Ein Aspekt, der in der öffentlichen Debatte oft untergeht, ist die geografische Dimension der Exklusion. Robotaxis funktionieren zunächst nur in klar abgegrenzten Zonen, sogenannten Geo-Fenced Areas. Das bedeutet: Wer außerhalb dieser definierten Gebiete wohnt oder arbeitet, bleibt von dieser Form der Mobilität ausgeschlossen. Das Urban Institute warnt davor, dass private Anbieter autonomer Fahrzeuge ihre Angebote auf große Städte beschränken könnten, während Menschen in ländlichen Regionen – wo überdurchschnittlich viele Menschen mit Behinderungen leben – ohne Optionen bleiben.

Diese räumliche Selektivität ist kein technisches Detail, sondern eine Frage der sozialen Gerechtigkeit. Wenn innovative Mobilitätslösungen nur dort verfügbar sind, wo ohnehin bereits ein dichtes ÖPNV-Netz existiert, verschärft sich die Kluft zwischen urban und peripher. Die Gefahr besteht, dass autonome Mobilität zum Privileg für Innenstadtbewohner*innen wird, während Menschen in Randlagen weiterhin auf unzureichende Alternativen angewiesen bleiben.


Deshalb braucht es mehr als Ingenieurinnen in der Entwicklung und Planung solcher Angebote: Sozialwissenschaftlerinnen, die Nutzungsverhalten und soziale Dynamiken verstehen. Ethikerinnen, die algorithmische Entscheidungen auf ihre normativen Implikationen hin prüfen. Barrierefreiheits-Expertinnen, die aus eigener Erfahrung wissen, wo Hürden entstehen. Designer*innen, die Interfaces nicht nur funktional, sondern auch intuitiv und empathisch gestalten. Und vor allem: divers zusammengesetzte Teams, die unterschiedliche Lebenswirklichkeiten kennen und einbringen.

Die Ruderman Family Foundation hat bereits 2017 darauf hingewiesen, dass selbstfahrende Autos potenziell zwei Millionen neue Beschäftigungsmöglichkeiten für Menschen mit Behinderungen eröffnen könnten – aber eben nur, wenn diese Technologie von vornherein barrierefrei konzipiert wird. Das Potenzial ist enorm: Für Menschen, die aufgrund körperlicher Einschränkungen nicht selbst fahren können, könnte autonome Mobilität echte Unabhängigkeit bedeuten. Doch dieses Versprechen kann nur eingelöst werden, wenn Inklusion nicht nachträglich aufgepfropft, sondern von Anfang an mitgedacht wird.


Ein weiterer kritischer Punkt ist die Frage der Datenerfassung und -nutzung. Autonome Fahrzeuge sind rollende Sensoren: Sie sammeln kontinuierlich Daten über ihre Umgebung, über Bewegungsmuster, über Nutzer*innenverhalten. Welche dieser Daten werden gespeichert? Wie lange? Wer hat Zugriff darauf? Und wie werden sie ausgewertet?

Die Disability Rights Education & Defense Fund (DREDF) weist in einer aktuellen Analyse darauf hin, dass autonome Fahrzeuge und neue Technologien das Risiko bergen, Vorurteile und Diskriminierung, die in der Gesellschaft existieren, zu verfestigen und zu perpetuieren. Wenn Algorithmen auf Basis historischer Daten trainiert werden, die bereits Bias enthalten, reproduziert das System diese Verzerrungen – möglicherweise sogar verstärkt.

DATENAUSZÜGE »
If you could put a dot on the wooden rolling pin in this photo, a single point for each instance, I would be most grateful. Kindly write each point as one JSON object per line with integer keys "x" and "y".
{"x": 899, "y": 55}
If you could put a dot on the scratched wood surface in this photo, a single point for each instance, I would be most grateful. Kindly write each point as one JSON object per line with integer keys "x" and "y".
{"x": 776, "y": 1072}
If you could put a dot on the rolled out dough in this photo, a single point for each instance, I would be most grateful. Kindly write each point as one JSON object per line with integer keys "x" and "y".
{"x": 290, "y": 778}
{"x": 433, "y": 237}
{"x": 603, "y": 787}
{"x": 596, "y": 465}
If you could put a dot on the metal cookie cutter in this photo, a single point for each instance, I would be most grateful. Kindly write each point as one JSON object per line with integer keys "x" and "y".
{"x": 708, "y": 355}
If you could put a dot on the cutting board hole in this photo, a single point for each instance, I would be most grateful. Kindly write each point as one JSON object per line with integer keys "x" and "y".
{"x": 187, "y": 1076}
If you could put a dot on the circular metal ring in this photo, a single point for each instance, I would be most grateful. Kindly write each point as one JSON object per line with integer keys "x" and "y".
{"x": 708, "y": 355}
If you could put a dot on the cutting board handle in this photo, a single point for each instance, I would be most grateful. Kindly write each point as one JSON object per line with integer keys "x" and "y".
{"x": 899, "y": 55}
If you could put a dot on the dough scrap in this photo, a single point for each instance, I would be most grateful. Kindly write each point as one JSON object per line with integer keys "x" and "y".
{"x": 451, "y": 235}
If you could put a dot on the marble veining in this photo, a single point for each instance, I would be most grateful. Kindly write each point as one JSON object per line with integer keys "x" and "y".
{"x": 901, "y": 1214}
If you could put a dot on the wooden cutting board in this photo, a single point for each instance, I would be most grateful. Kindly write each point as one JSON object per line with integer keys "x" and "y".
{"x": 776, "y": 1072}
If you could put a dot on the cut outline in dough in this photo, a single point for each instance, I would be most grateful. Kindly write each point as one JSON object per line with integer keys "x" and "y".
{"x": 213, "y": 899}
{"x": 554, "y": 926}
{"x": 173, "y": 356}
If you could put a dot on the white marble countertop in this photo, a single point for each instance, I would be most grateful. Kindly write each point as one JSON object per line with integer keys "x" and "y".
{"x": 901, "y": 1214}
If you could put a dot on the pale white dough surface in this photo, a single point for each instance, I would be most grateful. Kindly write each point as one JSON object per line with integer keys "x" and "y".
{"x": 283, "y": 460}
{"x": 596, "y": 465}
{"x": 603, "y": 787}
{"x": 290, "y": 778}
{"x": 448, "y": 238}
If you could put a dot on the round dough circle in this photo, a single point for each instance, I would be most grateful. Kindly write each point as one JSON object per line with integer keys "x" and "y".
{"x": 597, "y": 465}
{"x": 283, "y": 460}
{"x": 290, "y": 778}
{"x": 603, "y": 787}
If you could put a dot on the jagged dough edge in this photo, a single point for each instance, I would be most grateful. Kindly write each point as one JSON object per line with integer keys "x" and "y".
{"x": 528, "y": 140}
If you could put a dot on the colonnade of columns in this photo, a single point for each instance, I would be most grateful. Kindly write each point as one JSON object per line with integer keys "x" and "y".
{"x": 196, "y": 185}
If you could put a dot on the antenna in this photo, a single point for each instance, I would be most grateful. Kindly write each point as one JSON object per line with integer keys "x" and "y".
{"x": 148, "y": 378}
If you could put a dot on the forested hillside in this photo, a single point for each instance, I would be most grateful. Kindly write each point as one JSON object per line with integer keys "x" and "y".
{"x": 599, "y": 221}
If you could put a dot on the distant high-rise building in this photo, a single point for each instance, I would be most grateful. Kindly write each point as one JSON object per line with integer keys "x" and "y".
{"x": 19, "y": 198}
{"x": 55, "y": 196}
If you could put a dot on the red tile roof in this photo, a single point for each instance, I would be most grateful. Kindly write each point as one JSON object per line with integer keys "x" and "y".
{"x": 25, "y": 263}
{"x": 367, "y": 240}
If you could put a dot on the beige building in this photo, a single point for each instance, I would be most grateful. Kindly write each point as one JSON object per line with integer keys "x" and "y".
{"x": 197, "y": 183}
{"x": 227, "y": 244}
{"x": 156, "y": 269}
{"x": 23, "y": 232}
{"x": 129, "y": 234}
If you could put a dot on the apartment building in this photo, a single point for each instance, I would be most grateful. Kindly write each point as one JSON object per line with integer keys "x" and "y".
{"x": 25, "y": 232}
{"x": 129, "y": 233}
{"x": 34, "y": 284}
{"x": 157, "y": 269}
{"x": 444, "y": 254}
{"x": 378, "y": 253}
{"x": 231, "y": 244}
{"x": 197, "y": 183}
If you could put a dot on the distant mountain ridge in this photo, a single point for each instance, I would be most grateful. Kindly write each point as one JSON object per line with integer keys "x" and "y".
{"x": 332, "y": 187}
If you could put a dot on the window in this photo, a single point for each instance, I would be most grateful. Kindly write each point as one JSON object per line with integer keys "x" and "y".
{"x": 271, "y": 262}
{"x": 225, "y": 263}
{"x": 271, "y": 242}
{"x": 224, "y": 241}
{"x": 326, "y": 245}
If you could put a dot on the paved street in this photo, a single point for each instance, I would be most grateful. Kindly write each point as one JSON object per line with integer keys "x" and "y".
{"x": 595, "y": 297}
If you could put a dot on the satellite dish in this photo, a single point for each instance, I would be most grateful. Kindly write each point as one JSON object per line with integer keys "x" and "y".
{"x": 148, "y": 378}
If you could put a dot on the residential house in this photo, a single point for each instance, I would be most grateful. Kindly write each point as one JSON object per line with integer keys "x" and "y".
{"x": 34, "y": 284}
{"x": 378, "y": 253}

DEINE AUFGABE » Kopiere aus dem Text über autonome Mobilität wortgetreu die Passage von „Ein weiterer kritischer“ bis einschließlich „möglicherweise sogar verstärkt.“.

LÖSUNG »
Ein weiterer kritischer Punkt ist die Frage der Datenerfassung und -nutzung. Autonome Fahrzeuge sind rollende Sensoren: Sie sammeln kontinuierlich Daten über ihre Umgebung, über Bewegungsmuster, über Nutzer*innenverhalten. Welche dieser Daten werden gespeichert? Wie lange? Wer hat Zugriff darauf? Und wie werden sie ausgewertet?

Die Disability Rights Education & Defense Fund (DREDF) weist in einer aktuellen Analyse darauf hin, dass autonome Fahrzeuge und neue Technologien das Risiko bergen, Vorurteile und Diskriminierung, die in der Gesellschaft existieren, zu verfestigen und zu perpetuieren. Wenn Algorithmen auf Basis historischer Daten trainiert werden, die bereits Bias enthalten, reproduziert das System diese Verzerrungen – möglicherweise sogar verstärkt.